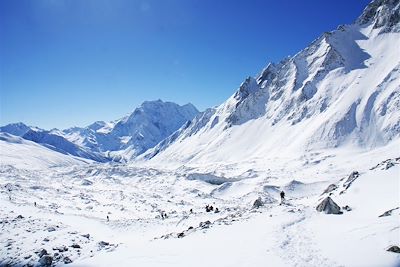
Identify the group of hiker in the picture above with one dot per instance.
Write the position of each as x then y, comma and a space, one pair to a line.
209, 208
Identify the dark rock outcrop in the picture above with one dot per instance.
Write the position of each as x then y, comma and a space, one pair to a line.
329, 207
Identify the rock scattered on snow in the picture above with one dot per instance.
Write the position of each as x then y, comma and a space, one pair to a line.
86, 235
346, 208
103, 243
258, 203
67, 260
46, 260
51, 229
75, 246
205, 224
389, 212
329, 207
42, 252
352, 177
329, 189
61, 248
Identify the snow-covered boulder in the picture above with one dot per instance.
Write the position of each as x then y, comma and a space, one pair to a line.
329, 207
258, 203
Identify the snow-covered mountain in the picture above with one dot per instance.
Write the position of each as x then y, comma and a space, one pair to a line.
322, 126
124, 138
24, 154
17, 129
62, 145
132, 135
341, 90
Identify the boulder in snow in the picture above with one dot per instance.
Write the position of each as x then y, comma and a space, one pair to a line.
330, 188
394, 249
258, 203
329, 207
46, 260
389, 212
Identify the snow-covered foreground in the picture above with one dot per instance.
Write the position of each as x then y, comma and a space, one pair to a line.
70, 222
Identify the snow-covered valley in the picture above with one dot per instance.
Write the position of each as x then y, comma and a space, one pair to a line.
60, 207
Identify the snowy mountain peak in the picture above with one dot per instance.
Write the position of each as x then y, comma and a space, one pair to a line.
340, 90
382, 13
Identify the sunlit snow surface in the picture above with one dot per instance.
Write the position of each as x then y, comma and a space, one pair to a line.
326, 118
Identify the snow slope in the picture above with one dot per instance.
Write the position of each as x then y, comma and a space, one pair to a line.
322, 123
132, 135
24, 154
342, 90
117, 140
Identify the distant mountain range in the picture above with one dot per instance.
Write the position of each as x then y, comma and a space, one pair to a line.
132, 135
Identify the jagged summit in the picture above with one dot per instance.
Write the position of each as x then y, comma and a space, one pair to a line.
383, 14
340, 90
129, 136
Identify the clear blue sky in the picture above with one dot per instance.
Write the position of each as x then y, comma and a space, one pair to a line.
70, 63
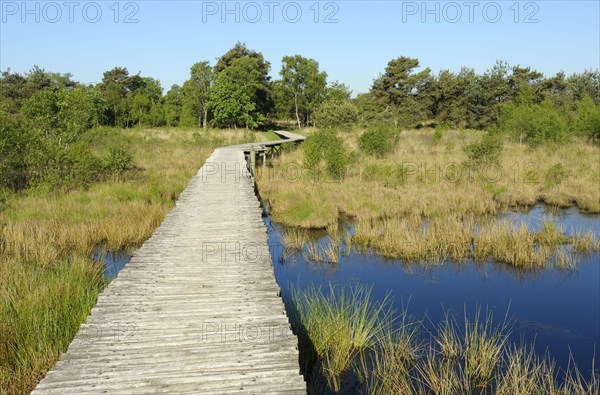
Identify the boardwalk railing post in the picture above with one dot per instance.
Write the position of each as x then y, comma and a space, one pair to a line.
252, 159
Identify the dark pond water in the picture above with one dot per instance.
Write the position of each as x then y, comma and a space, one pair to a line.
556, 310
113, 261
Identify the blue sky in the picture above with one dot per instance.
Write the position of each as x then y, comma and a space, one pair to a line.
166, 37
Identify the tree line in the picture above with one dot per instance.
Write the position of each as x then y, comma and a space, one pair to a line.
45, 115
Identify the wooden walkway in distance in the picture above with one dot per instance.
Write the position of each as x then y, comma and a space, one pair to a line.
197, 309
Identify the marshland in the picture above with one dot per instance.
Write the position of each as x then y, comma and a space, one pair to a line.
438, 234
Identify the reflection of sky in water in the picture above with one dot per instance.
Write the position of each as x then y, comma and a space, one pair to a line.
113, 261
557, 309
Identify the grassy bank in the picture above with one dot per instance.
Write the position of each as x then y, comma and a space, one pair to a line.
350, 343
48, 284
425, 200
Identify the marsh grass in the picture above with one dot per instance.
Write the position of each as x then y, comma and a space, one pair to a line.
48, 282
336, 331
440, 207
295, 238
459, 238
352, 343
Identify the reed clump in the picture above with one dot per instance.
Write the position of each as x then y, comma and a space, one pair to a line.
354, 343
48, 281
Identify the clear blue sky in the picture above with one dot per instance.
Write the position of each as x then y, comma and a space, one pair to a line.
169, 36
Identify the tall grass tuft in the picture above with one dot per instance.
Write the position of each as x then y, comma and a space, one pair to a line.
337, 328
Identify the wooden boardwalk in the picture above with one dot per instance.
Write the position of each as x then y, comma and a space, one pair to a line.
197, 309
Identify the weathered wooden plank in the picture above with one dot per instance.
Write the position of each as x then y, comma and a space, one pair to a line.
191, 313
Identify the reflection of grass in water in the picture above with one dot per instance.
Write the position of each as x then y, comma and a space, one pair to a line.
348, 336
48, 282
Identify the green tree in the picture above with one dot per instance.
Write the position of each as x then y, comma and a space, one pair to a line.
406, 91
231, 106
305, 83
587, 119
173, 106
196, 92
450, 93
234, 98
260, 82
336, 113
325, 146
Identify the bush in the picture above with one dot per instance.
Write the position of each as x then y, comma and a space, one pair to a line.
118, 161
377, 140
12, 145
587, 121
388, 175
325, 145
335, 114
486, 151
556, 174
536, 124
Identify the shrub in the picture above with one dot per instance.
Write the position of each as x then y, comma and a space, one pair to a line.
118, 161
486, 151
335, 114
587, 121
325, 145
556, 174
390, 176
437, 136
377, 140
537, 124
|---|
Exercise prompt: Copy out all the entries exactly. Images stay out of the copy.

Complete output:
Identify the group of hiker in the picture above with one dot per instance.
Write the position of each as x then y, comma and a space, one pair to a line.
209, 208
Identify the dark rock outcrop in the picture above with one dot per instance.
Write the position of each as x then y, comma and a space, one pair to a line.
329, 207
Identify the rock scattered on snow in the picture above with one dot per instance.
Write the position of each as x then y, comma and a space, one pair to a line.
86, 235
346, 208
103, 243
258, 203
67, 260
46, 260
51, 229
75, 246
205, 224
389, 212
329, 207
42, 252
352, 177
329, 189
61, 248
Identify the snow-covered boulder in the picture above with one dot per instance.
Write the position of each as x then y, comma and a space, one pair to a line.
329, 207
258, 203
Identify the snow-covered mountain in the picture above with one dot per instance.
Write the position of each as x then y, comma and a space, one pair to a line.
322, 126
124, 138
24, 154
17, 129
62, 145
132, 135
341, 90
Identify the boulder in snow in the picture above with one dot per instance.
Write the position of each as x then y, comma and a space, one pair to a line.
330, 188
394, 249
258, 203
329, 207
46, 260
389, 212
Identify the snow-covered foreground in the picture above with one dot per instance.
Write the position of each as x then y, comma and a space, one pair to a line.
70, 222
Identify the snow-covered valley in the picture above with one dot per instance.
Write the position of each as x then y, comma and a space, one pair to a line.
60, 207
Identify the snowy mountain peak in the picture above with one dot per instance.
Write the position of each as x then y, comma and a space, one pair to a line.
340, 90
382, 13
Identify the sunlit snow surface in the picture above with one dot per instance.
Write the position of each as x then y, comma and a space, one pair to a line.
326, 118
Identify the snow slope in the picture above with one dot per instance.
Write the position of each as x then y, comma and a space, one pair to a line.
322, 123
132, 135
24, 154
342, 90
117, 140
Identify the distant mountain range in the picture above with one dot per instance.
Write the position of each as x then y, comma and a space, one pair to a line.
132, 135
Identify the jagged summit in the picture above with one dot per instance.
Write the position of each as x then y, comma and a space, one pair to a line.
383, 14
340, 90
129, 136
Identify the clear blue sky in the picture above with one dot per instance.
Write the position of each as x then y, comma and a space, one pair to a line.
70, 63
Identify the boardwalk railing post in the picture above with one dot per instance.
Write the position of each as x then y, comma and a space, one pair to a line.
252, 159
Identify the dark pond water in the picture above with one dot per instance.
Write the position of each as x then y, comma and a space, one pair to a line.
556, 310
113, 261
Identify the blue sky in the picture above with one dot per instance.
Write the position of each as x then y, comma and a space, one pair to a line.
166, 37
Identify the tree line in the picture above with one dot per instance.
Write the position of each as x then y, comma and a space, one pair to a line.
45, 115
Identify the wooden walkway in distance in the picture above with one dot per instance.
Write the position of each as x then y, comma and a space, one pair to a line.
197, 309
Identify the marshland in the picture above with one dot per instance.
Write the position of each as x then y, comma and a space, one pair to a line.
438, 234
Identify the reflection of sky in water in the picture above with one dot per instance.
Write the position of each as x then y, comma and a space, one pair to a line.
113, 261
557, 309
Identify the grassy bank in the picture above with one dot per instance.
Write the position of each as x then y, comma and a space, one pair to a line.
350, 343
48, 284
425, 200
Identify the marsh grass in the picture above with one dot per instance.
Write the position of each as x then y, comma and a space, one pair to a line.
48, 282
336, 331
440, 207
295, 238
459, 238
352, 343
Identify the reed clump in the picture above with one dot per instance.
Write the position of each as x then y, comma and a space, one pair to a line.
354, 343
48, 281
Identify the clear blue sky in the picture above with one dot per instance.
Write the position of each as x then y, comma and a space, one pair to a line.
169, 36
Identify the tall grass tuft in the picture above with one dot per instance.
Write the position of each as x then y, comma and a space, one pair to a line.
337, 328
Identify the wooden boardwalk in the picture above with one dot per instance.
Write the position of each as x then y, comma and a space, one pair to a line.
197, 309
Identify the weathered wooden plank in the picture above with one dot per instance.
Write the position of each as x then y, comma and a space, one pair to a line.
191, 313
Identify the reflection of grass in water in the picture above with one dot per instance.
Write the position of each as x then y, comma and a space, one pair to a line.
348, 336
48, 282
Identify the green tree in the picture above with one dot per instance.
Write the position of each as x then y, comma and a space, one pair to a line.
406, 91
231, 106
305, 83
587, 119
173, 106
196, 92
450, 93
234, 98
260, 82
336, 113
325, 146
Identify the bush in the picture above with one dot per instance.
Write the position of each as x then y, comma and a space, one pair to a line.
118, 161
377, 140
12, 145
587, 121
388, 175
325, 145
335, 114
486, 151
556, 174
536, 124
Identify the shrub in the picture above with one dot per instance.
Write the position of each as x then y, comma and a space, one pair to a line.
118, 161
486, 151
335, 114
587, 121
325, 145
556, 174
390, 176
437, 136
377, 140
537, 124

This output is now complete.